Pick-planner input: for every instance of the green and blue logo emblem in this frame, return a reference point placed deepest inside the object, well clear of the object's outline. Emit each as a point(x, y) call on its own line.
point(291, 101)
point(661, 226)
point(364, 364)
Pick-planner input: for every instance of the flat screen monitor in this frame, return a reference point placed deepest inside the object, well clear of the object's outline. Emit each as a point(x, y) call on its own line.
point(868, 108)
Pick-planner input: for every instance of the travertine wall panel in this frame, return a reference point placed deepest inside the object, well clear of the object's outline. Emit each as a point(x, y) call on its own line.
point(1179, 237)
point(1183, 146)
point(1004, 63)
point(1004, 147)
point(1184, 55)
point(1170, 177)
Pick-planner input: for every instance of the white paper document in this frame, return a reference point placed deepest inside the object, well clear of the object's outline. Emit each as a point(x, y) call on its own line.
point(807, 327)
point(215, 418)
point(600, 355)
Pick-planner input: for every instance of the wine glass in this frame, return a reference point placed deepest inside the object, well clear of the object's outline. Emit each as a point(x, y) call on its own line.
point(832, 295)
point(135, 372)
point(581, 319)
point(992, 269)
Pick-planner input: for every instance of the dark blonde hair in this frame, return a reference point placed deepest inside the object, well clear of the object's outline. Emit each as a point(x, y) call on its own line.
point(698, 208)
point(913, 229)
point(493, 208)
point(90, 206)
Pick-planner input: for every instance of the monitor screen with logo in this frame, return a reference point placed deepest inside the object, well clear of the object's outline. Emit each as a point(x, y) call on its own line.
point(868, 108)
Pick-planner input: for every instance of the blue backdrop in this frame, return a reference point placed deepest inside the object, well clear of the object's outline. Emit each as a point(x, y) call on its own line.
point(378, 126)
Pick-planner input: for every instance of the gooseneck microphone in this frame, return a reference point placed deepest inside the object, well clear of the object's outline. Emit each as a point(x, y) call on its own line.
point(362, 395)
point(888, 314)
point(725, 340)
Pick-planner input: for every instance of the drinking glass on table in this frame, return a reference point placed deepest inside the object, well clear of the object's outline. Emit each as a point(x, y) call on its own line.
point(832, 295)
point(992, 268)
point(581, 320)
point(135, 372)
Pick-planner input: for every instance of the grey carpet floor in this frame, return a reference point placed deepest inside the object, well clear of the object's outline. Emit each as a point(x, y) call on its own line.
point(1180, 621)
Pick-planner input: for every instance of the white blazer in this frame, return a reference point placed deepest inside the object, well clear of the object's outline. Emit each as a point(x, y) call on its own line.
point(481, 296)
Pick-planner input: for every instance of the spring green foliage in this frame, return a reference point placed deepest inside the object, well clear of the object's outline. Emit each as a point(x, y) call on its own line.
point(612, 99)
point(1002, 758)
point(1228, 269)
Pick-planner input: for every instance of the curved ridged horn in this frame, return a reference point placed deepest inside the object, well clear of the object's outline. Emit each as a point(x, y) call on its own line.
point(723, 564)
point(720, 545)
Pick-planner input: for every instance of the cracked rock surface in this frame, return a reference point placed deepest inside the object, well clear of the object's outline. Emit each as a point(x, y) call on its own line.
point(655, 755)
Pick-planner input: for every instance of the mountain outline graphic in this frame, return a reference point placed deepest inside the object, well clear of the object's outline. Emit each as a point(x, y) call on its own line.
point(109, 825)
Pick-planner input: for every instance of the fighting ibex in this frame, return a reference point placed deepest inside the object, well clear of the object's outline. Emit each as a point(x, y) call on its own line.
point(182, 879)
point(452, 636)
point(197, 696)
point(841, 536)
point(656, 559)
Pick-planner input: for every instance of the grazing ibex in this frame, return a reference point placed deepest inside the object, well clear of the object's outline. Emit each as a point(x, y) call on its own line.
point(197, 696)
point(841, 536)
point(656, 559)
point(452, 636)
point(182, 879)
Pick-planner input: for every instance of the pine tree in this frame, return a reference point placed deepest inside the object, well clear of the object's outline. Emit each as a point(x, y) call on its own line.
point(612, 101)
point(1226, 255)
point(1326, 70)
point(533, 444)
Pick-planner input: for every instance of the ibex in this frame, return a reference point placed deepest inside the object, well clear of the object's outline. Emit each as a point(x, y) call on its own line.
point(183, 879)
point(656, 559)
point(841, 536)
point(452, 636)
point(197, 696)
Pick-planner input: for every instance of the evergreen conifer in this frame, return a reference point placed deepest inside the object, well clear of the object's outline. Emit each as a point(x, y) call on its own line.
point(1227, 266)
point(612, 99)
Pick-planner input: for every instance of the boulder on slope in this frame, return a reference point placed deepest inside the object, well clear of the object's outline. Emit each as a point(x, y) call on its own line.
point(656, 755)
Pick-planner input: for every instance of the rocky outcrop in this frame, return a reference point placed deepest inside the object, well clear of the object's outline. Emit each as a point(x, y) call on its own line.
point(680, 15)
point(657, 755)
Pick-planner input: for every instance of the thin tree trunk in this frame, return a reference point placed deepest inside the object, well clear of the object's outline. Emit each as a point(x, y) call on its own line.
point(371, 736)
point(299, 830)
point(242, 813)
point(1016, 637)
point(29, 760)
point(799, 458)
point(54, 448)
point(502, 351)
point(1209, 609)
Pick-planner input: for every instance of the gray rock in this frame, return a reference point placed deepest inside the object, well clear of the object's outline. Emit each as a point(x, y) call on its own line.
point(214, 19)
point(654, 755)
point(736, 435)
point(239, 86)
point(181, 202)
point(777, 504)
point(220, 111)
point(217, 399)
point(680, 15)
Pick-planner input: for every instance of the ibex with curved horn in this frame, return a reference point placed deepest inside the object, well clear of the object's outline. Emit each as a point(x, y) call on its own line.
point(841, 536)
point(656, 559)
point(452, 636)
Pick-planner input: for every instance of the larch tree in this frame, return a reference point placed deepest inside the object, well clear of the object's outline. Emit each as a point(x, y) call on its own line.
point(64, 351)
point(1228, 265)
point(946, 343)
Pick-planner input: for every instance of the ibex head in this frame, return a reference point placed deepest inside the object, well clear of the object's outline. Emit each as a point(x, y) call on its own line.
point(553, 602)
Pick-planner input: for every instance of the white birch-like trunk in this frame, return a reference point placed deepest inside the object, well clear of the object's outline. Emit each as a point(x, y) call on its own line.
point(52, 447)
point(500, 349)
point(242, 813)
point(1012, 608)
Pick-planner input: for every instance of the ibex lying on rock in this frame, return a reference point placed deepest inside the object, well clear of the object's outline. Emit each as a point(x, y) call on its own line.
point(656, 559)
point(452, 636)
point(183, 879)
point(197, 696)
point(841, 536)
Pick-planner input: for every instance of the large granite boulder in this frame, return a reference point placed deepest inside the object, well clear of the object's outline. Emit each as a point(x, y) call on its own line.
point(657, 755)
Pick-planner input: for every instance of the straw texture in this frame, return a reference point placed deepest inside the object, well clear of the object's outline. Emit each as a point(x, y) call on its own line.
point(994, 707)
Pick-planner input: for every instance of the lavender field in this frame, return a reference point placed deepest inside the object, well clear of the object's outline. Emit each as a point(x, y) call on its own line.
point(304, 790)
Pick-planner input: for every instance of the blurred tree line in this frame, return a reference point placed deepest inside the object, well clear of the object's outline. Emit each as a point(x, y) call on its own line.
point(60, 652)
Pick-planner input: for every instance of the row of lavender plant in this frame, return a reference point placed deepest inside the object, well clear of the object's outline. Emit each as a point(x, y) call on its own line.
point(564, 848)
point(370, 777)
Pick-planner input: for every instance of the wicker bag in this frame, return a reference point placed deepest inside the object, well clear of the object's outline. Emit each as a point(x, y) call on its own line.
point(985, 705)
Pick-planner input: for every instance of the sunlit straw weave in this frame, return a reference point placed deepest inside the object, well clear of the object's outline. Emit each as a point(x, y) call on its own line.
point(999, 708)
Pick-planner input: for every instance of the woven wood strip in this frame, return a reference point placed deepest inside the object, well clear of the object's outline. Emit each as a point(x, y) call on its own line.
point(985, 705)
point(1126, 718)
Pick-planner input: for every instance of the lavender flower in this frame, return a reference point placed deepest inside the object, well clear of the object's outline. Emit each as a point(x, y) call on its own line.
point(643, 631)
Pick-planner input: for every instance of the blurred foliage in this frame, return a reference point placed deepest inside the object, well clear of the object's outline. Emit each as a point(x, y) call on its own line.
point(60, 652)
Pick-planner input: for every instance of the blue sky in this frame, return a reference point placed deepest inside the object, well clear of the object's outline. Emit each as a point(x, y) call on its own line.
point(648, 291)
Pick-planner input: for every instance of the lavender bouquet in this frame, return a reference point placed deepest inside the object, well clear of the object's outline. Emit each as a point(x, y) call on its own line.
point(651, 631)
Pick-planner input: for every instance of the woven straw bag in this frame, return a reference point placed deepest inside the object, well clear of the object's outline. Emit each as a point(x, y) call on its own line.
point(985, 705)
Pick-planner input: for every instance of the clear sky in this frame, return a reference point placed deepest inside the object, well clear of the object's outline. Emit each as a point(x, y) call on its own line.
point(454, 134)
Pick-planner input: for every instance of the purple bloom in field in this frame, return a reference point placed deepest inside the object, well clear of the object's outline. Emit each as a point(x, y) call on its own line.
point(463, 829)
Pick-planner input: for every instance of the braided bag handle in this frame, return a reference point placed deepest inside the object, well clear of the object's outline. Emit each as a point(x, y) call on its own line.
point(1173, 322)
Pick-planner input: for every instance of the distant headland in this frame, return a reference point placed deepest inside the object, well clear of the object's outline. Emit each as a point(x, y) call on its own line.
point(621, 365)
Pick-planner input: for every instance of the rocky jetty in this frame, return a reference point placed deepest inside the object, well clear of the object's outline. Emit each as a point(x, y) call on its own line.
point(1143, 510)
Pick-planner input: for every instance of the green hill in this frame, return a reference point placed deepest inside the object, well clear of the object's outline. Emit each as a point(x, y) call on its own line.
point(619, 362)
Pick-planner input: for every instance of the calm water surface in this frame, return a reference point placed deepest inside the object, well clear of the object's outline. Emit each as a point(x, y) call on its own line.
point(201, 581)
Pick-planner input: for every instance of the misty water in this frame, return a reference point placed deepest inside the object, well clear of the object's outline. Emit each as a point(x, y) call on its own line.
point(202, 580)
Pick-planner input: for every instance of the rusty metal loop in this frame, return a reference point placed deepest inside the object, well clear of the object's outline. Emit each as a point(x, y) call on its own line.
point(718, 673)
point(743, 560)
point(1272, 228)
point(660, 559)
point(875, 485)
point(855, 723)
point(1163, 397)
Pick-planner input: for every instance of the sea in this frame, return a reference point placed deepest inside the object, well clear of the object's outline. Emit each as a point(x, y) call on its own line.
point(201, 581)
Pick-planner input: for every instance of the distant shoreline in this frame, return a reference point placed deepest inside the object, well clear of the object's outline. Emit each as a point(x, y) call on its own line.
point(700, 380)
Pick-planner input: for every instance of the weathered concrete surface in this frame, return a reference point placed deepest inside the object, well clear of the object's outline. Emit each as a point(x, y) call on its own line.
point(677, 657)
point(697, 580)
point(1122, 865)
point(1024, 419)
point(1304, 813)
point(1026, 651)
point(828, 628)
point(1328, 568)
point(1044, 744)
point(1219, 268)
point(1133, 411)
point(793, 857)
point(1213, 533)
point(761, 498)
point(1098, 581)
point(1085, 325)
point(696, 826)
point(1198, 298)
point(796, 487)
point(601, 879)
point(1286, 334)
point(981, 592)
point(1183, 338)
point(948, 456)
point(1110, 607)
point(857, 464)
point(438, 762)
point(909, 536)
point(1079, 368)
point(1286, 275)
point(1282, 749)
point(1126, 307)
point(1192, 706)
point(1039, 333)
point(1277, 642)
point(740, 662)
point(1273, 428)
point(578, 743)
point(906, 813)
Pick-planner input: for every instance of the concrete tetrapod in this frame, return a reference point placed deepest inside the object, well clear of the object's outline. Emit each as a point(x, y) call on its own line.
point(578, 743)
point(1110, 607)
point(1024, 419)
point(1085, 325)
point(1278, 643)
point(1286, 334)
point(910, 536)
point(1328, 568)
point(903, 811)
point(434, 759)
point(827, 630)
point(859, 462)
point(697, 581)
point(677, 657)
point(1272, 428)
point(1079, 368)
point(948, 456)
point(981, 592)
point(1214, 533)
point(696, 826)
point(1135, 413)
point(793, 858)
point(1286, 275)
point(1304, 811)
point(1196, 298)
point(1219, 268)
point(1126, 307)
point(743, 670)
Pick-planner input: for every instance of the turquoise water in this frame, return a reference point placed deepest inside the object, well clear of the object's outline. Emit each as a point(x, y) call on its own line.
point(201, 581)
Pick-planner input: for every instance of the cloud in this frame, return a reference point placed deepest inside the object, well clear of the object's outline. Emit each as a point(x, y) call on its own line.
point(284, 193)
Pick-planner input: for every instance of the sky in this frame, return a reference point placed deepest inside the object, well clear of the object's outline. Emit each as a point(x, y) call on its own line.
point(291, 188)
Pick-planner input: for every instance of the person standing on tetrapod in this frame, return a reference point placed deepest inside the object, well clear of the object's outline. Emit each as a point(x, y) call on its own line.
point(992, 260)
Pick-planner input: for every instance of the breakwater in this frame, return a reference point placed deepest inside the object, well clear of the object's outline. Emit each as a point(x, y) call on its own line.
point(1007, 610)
•••••
> _AIM_
Copy out the lines verbatim, everything from the line containing "Pick-planner input: for every instance of the gray" down to the line containing "point(553, 602)", both of those included.

> _ANSWER_
Pick-planner input: for every instance of the gray rock in this frame, return a reference point placed deepest inside the object, well clear of the object's outline. Emit each as a point(x, y) call on its own line.
point(214, 19)
point(654, 755)
point(736, 435)
point(239, 86)
point(181, 202)
point(777, 504)
point(220, 111)
point(217, 399)
point(680, 15)
Pick-planner input: for every instance of the ibex with curved horn in this frame, return a reference point placed deepest inside the object, well clear of the object's outline. Emit each as a point(x, y) call on its own line.
point(841, 536)
point(656, 559)
point(452, 636)
Pick-planner input: for every instance of the larch tree in this frame, return a reference point placed deepest inside the object, well clear of the object's outline. Emit each as a point(x, y) call on its own line.
point(64, 351)
point(1228, 265)
point(946, 343)
Pick-planner input: for every instance of the ibex head in this frame, return a reference point placed deepest inside the object, well clear of the object's outline. Emit each as a point(x, y) call on its own line.
point(553, 602)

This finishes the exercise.